======== PAGE EXCERPT ========

China and India account for the majority of new mobile connections, and in developing countries mobile saturation hasn’t yet hit and is still experiencing double-digit growth.
This rapid growth most recently driven from the developing world is surprising when you consider that for the average mobile user, procuring the device costs a few months’ salary. Sustaining this connection generates tremendous value and meets many user needs as they continue to invest often over 10 percent of their monthly income in staying connected.
The explosive growth of mobile in developing countries over the past five years is what prompted us at UNICEF to leverage mobile to strengthen our programmes in 190 countries and territories. Many of UNICEF’s programmes now use mobiles for a variety of purposes. One program ensures that infants are tested for HIV and put on treatment if necessary. Another gathers direct feedback from communities on everything from water sanitation to access to essential medication.
For those in Silicon Valley, it’s hard to imagine that 70 percent of all handset shipments are feature phones. Most of these phones go to developing countries. The vast majority of the world, especially in low income and rural areas, is still living the mobile revolution through the constraints of voice, SMS and asynchronous connection.
These connectivity constraints fuel tremendous creativity. For many communities, simple voice and text connections have brought about revolutions in access to financial, health, agricultural and education services and opportunities for employment. For example, many farmers in rural areas in Africa and Asia use SMS services to to find out the daily prices of prices of agricultural commodities. This information allows them to improve their bargaining position when taking their goods to market, and also allows them to switch between end markets.
Another successful example in this space is UNICEF’s RapidSMS initiative: a scalable SMS-based open-source framework for dynamic data collection, logistics coordination and communication. UNICEF currently supports governments across six countries in Sub-Saharan Africa and over 200,000 RapidSMS users in some of the most underserved and rural communities. Frontline health workers who each serve hundreds of women and children make up many of these users. Success in this space is quantified by time, money and lives saved. It is widely used by governments and the international development community, and has also taken off in business communities. For example, in Ghana, a local entrepreneur uses RapidSMS to monitor the sales of cook stoves around the country.
In many countries where the majority of people are unbanked, airtime has become another form of currency. Imagine you need to get a small amount of money to your sister who lives in a village that’s ten hours drive away. The easiest way for you to do that is to buy some airtime, but instead of topping up your own prepaid mobile service you top up hers. For a small fee, she can now go and cash out this airtime with an agent that sells airtime.
M-PESA, a project out of Kenya that was initially set up to distribute micro-loans to and collect payments from the poorest rural communities of Kenya, has now become a large-scale multi-country mobile cash transfer system run by Safaricom in East Africa and Roshan in Afghanistan.

========

TASK DESCRIPTION:
Answer these from the passage on mobile phones in developing countries:
1. What percentage of all handset shipments are feature phones?
2. How many RapidSMS users does UNICEF support?
3. Which companies run M-PESA, and in which regions?
The records have no connection to the passage on mobile phones in developing countries.

======== DATA SUPPLIED ========

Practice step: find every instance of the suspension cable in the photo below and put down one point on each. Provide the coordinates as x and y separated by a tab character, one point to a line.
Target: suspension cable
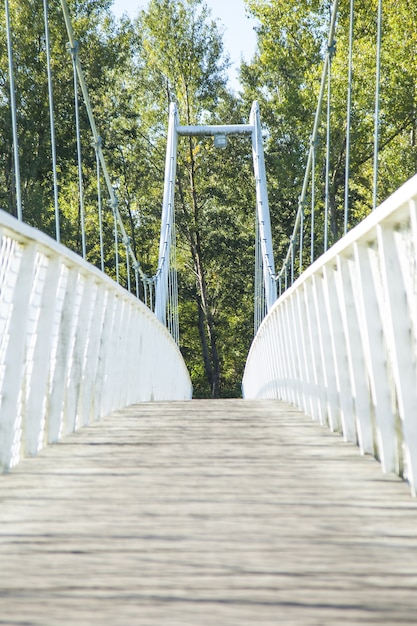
52	122
377	104
74	56
87	102
330	44
14	116
328	121
348	117
99	202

========

SOLUTION TO THIS EXERCISE:
1. 70 percent.
2. Over 200,000.
3. Safaricom in East Africa and Roshan in Afghanistan.